>> BEGIN Entries provided

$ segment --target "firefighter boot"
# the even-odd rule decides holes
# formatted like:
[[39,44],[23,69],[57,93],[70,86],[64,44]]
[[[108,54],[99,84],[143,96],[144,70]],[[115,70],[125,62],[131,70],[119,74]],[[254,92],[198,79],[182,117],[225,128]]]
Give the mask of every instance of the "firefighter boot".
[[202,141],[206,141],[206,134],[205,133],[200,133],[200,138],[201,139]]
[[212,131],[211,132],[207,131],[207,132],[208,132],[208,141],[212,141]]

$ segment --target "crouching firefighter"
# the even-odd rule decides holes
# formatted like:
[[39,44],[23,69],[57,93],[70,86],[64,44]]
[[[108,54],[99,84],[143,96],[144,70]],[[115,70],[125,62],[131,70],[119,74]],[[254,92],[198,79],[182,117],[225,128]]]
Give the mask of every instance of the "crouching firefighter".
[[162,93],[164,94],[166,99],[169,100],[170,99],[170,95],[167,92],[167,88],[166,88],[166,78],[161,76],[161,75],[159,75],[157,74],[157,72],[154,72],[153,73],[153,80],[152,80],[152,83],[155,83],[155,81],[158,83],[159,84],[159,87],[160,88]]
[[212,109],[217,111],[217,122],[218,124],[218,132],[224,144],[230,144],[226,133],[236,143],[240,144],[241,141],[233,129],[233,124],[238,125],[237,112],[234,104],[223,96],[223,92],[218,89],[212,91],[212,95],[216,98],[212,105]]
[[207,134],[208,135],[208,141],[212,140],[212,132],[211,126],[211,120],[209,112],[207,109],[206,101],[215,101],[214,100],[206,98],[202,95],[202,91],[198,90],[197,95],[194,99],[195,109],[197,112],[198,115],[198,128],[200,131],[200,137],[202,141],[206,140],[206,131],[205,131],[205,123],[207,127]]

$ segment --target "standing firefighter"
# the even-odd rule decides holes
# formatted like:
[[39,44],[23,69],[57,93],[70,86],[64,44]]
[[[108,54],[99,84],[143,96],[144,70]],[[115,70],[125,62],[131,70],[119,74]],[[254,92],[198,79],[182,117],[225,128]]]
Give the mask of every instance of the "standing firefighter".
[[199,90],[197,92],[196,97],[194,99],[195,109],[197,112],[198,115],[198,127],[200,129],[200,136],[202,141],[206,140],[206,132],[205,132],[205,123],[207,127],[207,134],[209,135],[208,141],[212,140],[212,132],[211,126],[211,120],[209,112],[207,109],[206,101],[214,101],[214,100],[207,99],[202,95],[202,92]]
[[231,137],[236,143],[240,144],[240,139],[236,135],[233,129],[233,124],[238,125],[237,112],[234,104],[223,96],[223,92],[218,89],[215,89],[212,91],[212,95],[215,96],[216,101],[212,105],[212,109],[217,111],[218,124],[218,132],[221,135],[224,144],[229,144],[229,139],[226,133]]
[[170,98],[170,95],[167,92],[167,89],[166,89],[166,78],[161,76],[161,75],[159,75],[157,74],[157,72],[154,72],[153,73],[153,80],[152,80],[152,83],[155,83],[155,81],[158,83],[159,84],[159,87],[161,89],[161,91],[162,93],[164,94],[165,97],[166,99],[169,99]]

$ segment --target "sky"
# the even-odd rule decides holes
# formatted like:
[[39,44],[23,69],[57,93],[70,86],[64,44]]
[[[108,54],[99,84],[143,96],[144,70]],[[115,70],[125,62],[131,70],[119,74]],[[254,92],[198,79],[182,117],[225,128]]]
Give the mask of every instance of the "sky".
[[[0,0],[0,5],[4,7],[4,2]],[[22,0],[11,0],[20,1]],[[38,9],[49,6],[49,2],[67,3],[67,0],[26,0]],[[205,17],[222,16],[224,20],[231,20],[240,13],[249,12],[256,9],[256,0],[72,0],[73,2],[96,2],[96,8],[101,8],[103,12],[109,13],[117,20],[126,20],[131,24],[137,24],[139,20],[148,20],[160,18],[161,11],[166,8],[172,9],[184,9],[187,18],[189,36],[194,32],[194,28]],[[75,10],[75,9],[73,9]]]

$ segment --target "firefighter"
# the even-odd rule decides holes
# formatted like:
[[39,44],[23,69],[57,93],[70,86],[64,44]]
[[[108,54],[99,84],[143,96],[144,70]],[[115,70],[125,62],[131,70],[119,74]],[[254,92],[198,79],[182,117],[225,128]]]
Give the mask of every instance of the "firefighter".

>> END Entries provided

| What you will do |
Gather every line above that contains the string "firefighter" and copy each one out in full.

| Answer to this problem |
$ segment --target "firefighter boot"
Give the mask of every instance of the "firefighter boot".
$ segment --target "crouching firefighter"
Give the mask of every instance of the "crouching firefighter".
$ segment --target "standing firefighter"
Give the mask of every instance of the "standing firefighter".
$ segment --target "firefighter"
Give the mask of every instance of the "firefighter".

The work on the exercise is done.